Work to be completed — Emit only the lines from the line containing "Target: dark blurred shape in background" through the last line of the entries, unchanged.

Given data —
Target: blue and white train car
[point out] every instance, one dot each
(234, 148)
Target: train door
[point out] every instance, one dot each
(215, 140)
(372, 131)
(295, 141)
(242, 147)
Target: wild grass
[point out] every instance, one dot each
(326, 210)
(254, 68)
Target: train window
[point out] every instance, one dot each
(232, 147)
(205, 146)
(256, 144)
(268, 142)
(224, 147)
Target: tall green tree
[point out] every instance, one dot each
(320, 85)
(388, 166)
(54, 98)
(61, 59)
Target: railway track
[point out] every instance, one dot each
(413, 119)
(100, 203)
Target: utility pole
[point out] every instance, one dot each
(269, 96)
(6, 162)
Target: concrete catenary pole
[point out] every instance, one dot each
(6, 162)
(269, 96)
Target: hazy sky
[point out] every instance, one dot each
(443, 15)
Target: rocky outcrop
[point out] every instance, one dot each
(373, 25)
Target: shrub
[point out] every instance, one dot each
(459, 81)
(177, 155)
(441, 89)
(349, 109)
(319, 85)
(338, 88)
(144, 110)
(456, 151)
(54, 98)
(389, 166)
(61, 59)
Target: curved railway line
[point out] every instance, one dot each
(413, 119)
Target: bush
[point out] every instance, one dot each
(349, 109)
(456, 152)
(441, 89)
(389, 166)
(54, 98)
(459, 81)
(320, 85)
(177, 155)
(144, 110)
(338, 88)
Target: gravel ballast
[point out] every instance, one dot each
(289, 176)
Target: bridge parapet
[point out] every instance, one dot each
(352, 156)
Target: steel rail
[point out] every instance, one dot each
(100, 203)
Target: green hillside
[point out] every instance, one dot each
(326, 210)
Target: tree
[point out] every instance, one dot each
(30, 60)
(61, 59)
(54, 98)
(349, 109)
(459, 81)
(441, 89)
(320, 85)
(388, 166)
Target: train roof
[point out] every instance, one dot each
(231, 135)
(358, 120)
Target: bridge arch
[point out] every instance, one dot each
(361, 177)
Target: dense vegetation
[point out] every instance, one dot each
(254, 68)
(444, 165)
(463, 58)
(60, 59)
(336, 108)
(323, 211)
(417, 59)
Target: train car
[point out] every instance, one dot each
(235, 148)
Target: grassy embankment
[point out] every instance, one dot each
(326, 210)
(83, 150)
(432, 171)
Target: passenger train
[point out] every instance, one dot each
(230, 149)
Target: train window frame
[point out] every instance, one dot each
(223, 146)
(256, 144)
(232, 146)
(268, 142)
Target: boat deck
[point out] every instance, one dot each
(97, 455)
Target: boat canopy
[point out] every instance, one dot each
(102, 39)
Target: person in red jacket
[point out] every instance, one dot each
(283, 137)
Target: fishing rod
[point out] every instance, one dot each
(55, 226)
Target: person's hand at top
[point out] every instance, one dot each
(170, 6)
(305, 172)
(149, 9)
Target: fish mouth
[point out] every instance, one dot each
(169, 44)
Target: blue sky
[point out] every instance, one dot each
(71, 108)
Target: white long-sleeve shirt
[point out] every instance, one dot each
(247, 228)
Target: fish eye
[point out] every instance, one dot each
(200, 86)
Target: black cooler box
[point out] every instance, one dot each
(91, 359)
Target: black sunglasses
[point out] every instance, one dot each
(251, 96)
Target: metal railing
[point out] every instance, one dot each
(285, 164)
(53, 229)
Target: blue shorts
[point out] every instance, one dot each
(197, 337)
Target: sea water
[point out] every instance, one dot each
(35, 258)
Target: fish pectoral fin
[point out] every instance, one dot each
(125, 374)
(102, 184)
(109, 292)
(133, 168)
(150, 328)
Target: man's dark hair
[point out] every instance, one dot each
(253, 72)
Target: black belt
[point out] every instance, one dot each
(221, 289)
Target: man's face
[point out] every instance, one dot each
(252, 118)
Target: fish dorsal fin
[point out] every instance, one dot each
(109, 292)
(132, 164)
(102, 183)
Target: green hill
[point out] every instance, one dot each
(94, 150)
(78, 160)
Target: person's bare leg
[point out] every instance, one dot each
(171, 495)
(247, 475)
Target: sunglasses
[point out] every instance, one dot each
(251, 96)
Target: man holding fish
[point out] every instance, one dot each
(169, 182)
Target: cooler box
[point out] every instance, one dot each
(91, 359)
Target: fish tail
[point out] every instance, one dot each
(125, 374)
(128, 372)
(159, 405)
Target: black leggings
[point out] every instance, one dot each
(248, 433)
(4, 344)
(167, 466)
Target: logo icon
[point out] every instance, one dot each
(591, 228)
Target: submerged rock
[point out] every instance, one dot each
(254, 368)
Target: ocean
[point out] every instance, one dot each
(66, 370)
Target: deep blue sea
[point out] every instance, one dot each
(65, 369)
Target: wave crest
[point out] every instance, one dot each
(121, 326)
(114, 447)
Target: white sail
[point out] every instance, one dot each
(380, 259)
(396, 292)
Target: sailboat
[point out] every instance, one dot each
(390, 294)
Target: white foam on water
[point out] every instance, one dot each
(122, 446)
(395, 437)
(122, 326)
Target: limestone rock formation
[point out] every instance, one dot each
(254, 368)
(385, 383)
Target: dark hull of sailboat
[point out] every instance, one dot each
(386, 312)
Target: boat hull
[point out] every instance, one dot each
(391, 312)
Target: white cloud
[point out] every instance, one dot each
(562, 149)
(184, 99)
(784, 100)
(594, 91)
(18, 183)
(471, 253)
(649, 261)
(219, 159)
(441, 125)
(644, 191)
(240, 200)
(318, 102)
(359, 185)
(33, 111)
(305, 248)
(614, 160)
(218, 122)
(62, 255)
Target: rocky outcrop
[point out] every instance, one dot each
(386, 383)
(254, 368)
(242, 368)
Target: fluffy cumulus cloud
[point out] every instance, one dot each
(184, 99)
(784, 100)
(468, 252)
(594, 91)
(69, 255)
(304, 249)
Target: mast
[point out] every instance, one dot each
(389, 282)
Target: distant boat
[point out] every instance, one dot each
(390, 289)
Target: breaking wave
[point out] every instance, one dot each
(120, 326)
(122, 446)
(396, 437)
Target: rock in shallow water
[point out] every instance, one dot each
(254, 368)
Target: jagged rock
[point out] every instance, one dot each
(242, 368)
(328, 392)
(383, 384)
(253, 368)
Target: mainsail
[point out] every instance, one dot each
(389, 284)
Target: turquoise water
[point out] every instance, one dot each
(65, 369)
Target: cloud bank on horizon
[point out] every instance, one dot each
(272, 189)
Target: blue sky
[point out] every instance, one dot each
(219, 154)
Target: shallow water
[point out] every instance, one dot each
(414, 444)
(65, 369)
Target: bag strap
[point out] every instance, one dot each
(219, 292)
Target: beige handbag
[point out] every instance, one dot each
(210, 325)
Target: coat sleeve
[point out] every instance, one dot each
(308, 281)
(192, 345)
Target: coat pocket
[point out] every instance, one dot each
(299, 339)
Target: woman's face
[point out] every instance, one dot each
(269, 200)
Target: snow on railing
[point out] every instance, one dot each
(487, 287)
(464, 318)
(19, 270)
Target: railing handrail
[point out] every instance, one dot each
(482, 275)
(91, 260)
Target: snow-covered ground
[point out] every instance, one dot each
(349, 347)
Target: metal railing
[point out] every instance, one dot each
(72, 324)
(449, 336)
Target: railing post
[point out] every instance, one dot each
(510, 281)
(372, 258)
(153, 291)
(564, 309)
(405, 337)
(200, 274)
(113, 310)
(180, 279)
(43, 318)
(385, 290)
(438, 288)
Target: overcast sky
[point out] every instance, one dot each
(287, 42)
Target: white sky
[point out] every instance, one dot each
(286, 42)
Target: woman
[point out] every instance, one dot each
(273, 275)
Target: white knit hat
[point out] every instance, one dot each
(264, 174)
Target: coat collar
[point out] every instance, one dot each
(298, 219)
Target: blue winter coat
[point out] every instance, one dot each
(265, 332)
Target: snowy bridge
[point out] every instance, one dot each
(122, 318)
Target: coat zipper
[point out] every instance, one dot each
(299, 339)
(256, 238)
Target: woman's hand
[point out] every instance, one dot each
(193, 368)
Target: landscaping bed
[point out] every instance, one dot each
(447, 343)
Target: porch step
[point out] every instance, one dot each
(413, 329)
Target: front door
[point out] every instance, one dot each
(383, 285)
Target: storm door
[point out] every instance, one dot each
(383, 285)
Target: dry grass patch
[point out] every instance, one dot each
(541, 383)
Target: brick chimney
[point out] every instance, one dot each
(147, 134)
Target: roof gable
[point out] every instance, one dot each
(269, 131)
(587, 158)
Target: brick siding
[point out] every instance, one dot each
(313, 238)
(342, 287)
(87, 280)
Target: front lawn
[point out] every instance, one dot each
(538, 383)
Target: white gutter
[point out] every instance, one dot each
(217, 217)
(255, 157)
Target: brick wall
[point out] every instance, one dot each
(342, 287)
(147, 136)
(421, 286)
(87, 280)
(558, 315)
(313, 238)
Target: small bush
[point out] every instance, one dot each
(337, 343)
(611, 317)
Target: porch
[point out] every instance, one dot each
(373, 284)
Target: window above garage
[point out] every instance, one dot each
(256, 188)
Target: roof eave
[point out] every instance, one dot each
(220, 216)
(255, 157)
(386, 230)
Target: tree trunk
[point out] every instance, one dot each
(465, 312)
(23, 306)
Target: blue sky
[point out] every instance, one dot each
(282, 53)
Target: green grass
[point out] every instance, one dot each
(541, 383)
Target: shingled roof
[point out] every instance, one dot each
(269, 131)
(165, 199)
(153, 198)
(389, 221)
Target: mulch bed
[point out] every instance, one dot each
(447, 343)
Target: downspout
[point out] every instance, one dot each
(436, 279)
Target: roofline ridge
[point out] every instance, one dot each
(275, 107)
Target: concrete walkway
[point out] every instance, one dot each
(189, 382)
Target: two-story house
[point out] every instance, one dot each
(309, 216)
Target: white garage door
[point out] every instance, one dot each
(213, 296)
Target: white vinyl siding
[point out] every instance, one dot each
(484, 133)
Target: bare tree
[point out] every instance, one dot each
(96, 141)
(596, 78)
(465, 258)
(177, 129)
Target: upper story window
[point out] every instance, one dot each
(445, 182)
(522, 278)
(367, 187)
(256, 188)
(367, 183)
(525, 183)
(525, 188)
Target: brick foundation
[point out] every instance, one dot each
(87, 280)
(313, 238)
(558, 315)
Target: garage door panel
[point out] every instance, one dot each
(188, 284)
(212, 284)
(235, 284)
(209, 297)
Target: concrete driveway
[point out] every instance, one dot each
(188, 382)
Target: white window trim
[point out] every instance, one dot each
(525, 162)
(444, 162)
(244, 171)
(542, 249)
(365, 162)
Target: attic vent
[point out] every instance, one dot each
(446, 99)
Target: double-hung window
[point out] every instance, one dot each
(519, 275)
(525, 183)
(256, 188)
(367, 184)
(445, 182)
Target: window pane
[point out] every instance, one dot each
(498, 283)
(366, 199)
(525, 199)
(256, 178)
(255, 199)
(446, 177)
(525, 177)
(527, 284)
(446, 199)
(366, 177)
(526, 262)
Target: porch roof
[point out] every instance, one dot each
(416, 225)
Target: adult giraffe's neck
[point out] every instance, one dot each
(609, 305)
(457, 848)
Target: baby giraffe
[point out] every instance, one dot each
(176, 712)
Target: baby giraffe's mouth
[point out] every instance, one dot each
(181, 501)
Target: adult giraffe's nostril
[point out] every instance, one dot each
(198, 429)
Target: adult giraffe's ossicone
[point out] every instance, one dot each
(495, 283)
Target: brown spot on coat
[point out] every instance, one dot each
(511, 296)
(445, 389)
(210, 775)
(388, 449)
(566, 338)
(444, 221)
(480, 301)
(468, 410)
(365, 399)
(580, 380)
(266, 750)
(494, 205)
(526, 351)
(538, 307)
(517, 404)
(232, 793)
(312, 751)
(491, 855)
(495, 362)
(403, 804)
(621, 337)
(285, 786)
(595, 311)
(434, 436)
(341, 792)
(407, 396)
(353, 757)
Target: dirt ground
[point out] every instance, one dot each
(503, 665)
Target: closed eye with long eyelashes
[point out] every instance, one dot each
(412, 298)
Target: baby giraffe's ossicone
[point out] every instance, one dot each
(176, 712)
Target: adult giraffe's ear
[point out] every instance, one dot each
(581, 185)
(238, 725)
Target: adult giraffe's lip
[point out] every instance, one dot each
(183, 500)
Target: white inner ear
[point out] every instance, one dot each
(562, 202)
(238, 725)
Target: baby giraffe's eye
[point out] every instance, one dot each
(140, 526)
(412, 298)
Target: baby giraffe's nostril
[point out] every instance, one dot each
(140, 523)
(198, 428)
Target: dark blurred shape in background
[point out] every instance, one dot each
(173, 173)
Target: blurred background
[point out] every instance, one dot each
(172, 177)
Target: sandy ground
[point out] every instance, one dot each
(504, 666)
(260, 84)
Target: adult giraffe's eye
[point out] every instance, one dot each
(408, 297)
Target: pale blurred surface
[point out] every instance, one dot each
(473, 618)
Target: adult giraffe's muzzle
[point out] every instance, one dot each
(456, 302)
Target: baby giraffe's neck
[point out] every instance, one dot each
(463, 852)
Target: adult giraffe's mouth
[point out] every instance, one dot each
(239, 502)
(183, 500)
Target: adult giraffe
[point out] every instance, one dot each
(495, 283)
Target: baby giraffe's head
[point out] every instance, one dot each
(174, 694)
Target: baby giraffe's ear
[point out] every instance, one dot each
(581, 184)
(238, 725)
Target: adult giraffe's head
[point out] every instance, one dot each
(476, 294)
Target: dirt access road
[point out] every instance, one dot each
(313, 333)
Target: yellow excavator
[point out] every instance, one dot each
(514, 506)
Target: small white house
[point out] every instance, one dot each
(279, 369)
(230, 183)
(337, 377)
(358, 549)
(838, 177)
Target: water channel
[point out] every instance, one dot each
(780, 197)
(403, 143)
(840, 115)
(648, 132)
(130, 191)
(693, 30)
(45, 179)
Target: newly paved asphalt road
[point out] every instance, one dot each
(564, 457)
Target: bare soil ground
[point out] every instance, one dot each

Response to this exercise —
Target: dark blurred shape in background
[point out] every instance, one dot each
(173, 173)
Target: blurred background
[point out] every instance, one dot each
(172, 177)
Target: sandy ground
[point out] every instance, one dot each
(504, 666)
(260, 84)
Target: adult giraffe's eye
[point out] every instance, one dot each
(408, 297)
Target: pale blurred surface
[point out] every instance, one dot each
(473, 618)
Target: adult giraffe's muzzle
[point out] every instance, one dot each
(456, 302)
Target: baby giraffe's neck
[point out] every instance, one dot each
(463, 852)
Target: adult giraffe's mouth
[point out] every instance, one dot each
(239, 502)
(183, 500)
Target: adult giraffe
[point out] every instance, one dot each
(495, 283)
Target: baby giraffe's head
[point out] every instance, one dot each
(174, 694)
Target: baby giraffe's ear
[point out] every instance, one dot each
(581, 184)
(238, 725)
Target: adult giraffe's head
[point out] every instance, one dot each
(476, 294)
Target: dirt access road
[point out] every instance, one dot each
(313, 333)
Target: yellow excavator
[point out] every instance, one dot each
(514, 506)
Target: small white house
[point out] every instance, one dot each
(279, 369)
(230, 183)
(337, 377)
(358, 549)
(838, 177)
Target: water channel
[point out] every instance, one dot each
(780, 197)
(403, 143)
(840, 115)
(648, 132)
(130, 191)
(693, 30)
(45, 179)
Target: newly paved asphalt road
[point out] every instance, one dot each
(564, 457)
Target: bare soil ground
[point out] every instance, one dot each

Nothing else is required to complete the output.